▽
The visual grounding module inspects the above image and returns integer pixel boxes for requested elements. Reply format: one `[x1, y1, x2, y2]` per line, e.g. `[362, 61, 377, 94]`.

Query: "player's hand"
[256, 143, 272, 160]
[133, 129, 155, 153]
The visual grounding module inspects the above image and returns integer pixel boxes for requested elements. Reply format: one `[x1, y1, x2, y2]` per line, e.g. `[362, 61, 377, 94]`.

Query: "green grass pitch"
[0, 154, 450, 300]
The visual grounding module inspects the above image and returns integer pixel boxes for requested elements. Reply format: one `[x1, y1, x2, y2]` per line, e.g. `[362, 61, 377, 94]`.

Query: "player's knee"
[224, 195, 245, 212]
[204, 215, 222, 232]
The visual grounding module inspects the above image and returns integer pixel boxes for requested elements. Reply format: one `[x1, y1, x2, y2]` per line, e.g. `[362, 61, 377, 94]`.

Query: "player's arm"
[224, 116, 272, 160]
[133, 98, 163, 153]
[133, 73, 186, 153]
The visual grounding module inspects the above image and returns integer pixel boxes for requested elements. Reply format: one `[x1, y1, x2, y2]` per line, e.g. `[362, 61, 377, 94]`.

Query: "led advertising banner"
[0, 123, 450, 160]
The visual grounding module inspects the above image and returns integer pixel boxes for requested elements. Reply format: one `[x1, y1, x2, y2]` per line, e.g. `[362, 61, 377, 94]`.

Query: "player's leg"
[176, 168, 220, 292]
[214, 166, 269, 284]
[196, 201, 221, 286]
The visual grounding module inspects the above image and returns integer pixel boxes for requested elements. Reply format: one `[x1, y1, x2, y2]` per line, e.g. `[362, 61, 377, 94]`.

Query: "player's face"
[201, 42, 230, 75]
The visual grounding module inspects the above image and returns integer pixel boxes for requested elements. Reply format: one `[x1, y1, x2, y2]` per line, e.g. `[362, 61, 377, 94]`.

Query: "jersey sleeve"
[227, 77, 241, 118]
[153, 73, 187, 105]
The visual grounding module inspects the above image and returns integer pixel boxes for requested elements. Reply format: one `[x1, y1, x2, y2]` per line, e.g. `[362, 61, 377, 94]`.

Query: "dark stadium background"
△
#### What you are asked to do:
Express the lines of the items above, from the first line through the line containing "[204, 215, 222, 232]" inclusive, as a JSON list of strings with one string per line, omitting blank lines.

#### Finished task:
[
  "The visual grounding module inspects the above image and returns integer pixel boxes for requested elements. Reply format: one `[x1, y1, x2, y2]` per line, e.g. `[362, 61, 377, 94]`.",
  "Query: \"player's hand\"",
  "[256, 143, 272, 160]",
  "[133, 129, 155, 153]",
  "The visual grounding module inspects the above image and returns integer pixel boxes for requested elements. Reply format: one `[x1, y1, x2, y2]` per line, e.g. `[362, 61, 377, 94]`.",
  "Query: \"green grass pitch\"",
  "[0, 154, 450, 300]",
  "The visual grounding module inspects the above image and returns integer pixel boxes for requested elements. Reply format: one `[x1, y1, x2, y2]` per line, e.g. `[362, 61, 377, 94]`.",
  "Query: \"player's knee\"",
  "[224, 195, 245, 212]",
  "[204, 215, 222, 232]"
]